══ Texte de l'exercice
Eczéma chronique des mains : une forme à part à ne pas négliger

L’eczéma chronique des mains (ECM) est une dermatose inflammatoire chronique, d’origine souvent multifactorielle, qui altère fortement la qualité de vie des patients tant sur le plan professionnel que social, personnel et psychoaffectif. Cette dermatose intrique des facteurs extrinsèques comme les irritations, les allergies de contact chez 25 % des patients et des facteurs intrinsèques comme les anomalies de la fonction de barrière cutanée et l’atopie. Cependant, l’eczéma chronique des mains est présent chez seulement 15 à 20 % des patients présentant une dermatite atopique.

L’eczéma chronique des mains en quelques chiffres

Dans les anciennes études, la prévalence de l’eczéma chronique des mains variait de 2 à 8,9 % mais elle était très probablement sous-estimée. Les donnes plus actuelles envisagent une prévalence de l’ordre de 10 % [1]. C’est donc une dermatose fréquente : elle représente 20 à 35 % de toutes les dermatoses des mains et 5 % des patients présentant un eczéma des mains vont développer une forme chronique.
════
══ Données répertoriées
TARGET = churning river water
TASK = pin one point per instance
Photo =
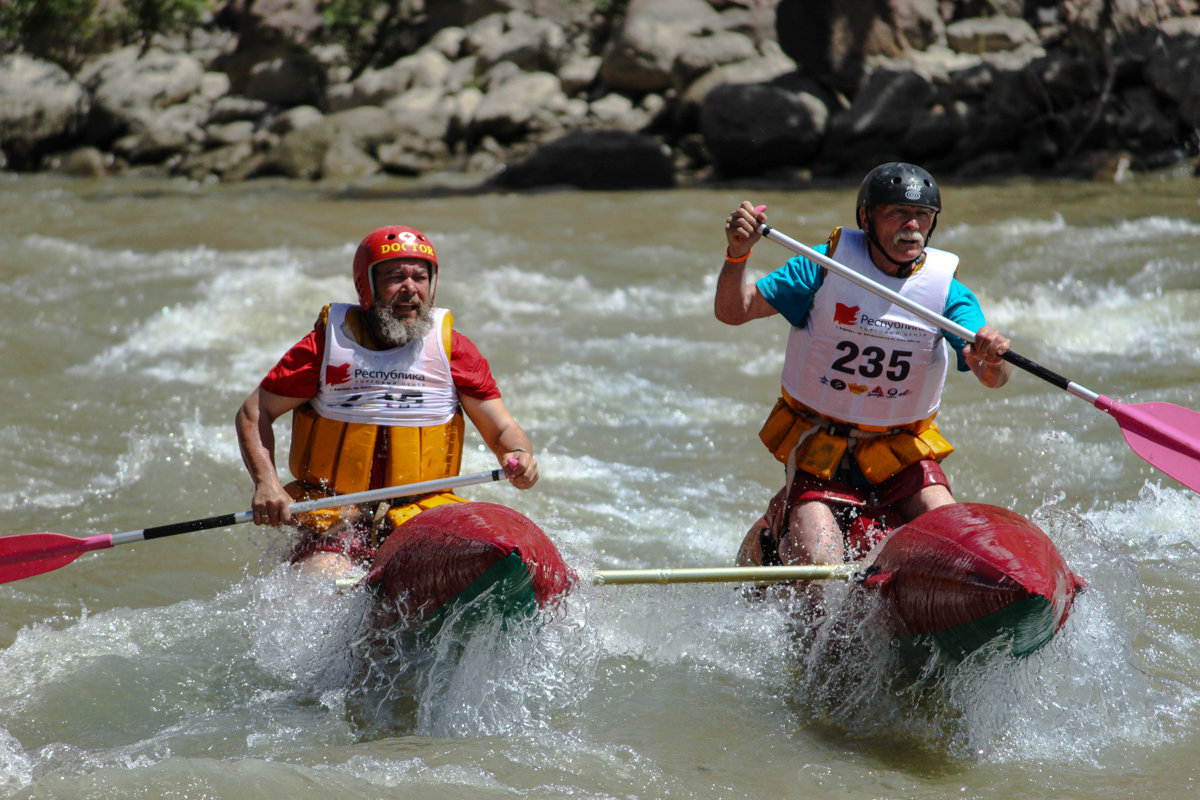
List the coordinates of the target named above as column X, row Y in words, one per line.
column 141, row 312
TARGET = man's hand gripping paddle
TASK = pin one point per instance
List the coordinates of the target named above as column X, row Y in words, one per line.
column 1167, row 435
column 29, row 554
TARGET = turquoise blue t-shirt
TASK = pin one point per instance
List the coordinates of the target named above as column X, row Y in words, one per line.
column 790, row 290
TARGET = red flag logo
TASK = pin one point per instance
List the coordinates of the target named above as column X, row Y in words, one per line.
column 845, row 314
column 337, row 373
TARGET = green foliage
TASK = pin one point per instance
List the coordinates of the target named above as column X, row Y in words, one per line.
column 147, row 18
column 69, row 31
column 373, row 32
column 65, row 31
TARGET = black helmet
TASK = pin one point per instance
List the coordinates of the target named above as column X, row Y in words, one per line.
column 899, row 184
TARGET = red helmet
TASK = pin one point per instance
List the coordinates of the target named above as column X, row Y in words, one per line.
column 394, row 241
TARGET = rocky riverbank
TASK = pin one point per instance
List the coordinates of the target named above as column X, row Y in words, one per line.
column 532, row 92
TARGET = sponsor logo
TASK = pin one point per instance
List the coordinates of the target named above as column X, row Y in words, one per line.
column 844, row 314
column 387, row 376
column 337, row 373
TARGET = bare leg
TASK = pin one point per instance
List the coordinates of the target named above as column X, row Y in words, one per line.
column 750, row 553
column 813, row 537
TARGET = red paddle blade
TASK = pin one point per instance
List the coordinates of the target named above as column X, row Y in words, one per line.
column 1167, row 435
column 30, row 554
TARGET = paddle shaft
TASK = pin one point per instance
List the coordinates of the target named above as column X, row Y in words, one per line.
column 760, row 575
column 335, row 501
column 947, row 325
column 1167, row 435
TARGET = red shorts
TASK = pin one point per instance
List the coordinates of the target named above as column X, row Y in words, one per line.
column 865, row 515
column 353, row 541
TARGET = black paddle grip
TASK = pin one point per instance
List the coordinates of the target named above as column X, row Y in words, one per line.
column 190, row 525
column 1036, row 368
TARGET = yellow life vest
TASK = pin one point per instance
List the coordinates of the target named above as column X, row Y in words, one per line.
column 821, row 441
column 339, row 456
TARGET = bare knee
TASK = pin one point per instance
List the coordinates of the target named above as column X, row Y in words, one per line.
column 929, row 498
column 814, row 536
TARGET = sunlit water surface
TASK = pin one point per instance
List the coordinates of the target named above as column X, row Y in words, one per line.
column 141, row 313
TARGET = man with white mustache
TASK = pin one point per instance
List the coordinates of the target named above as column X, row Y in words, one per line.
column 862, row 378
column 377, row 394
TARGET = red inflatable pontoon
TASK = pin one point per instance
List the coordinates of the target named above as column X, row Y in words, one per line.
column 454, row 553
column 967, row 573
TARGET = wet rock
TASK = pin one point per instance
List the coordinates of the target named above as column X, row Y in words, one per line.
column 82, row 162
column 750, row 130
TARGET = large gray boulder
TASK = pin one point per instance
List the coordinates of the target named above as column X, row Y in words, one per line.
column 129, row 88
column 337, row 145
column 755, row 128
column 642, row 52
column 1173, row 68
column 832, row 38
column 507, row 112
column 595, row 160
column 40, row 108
════
## Liste des activités:
1: Recopiez le passage du texte sur l'eczéma chronique des mains qui commence à « Eczéma chronique des mains : une » et se termine à « une dermatite atopique. ».
2: Répondez à ces questions d'après le texte sur l'eczéma chronique des mains.
(a) Chez quelle proportion de patients retrouve-t-on des allergies de contact ?
(b) De quel ordre est la prévalence envisagée par les données plus actuelles ?
(c) Quelle part de toutes les dermatoses des mains cette dermatose représente-t-elle ?
3: Poursuivez, s'il vous plaît, le texte sur l'eczéma chronique des mains à partir de sa dernière phrase.
Les items ne servent à rien pour ce travail.

## Vos réponses:
1:
Eczéma chronique des mains : une forme à part à ne pas négliger

L’eczéma chronique des mains (ECM) est une dermatose inflammatoire chronique, d’origine souvent multifactorielle, qui altère fortement la qualité de vie des patients tant sur le plan professionnel que social, personnel et psychoaffectif. Cette dermatose intrique des facteurs extrinsèques comme les irritations, les allergies de contact chez 25 % des patients et des facteurs intrinsèques comme les anomalies de la fonction de barrière cutanée et l’atopie. Cependant, l’eczéma chronique des mains est présent chez seulement 15 à 20 % des patients présentant une dermatite atopique.

2:
(a) Chez 25 % des patients.
(b) De l'ordre de 10 %.
(c) De 20 à 35 %.

3:
L’eczéma chronique des mains est la maladie professionnelle dermatologique la plus fréquente [2]. Dans la plupart des pays européens, notamment en France, il représente 80 à 90 % des dermatoses professionnelles et 52 % des eczémas des mains sont imputables à une origine professionnelle [3].

La prise en charge de l’ECM reste aujourd’hui encore insuffisante. En effet, dans une étude clinique anglo-saxonne récente, 62 % des nouveaux patients présentant une dermatose chronique des mains n’étaient pas traités la première année de leur maladie [1], souvent du fait d’une errance diagnostique ou d’une absence de consultation. Il ne faut pas négliger cette dermatose qui, bien que localisée, peut entraîner un retentissement et un handicap socioprofessionnel majeurs (fig. 1).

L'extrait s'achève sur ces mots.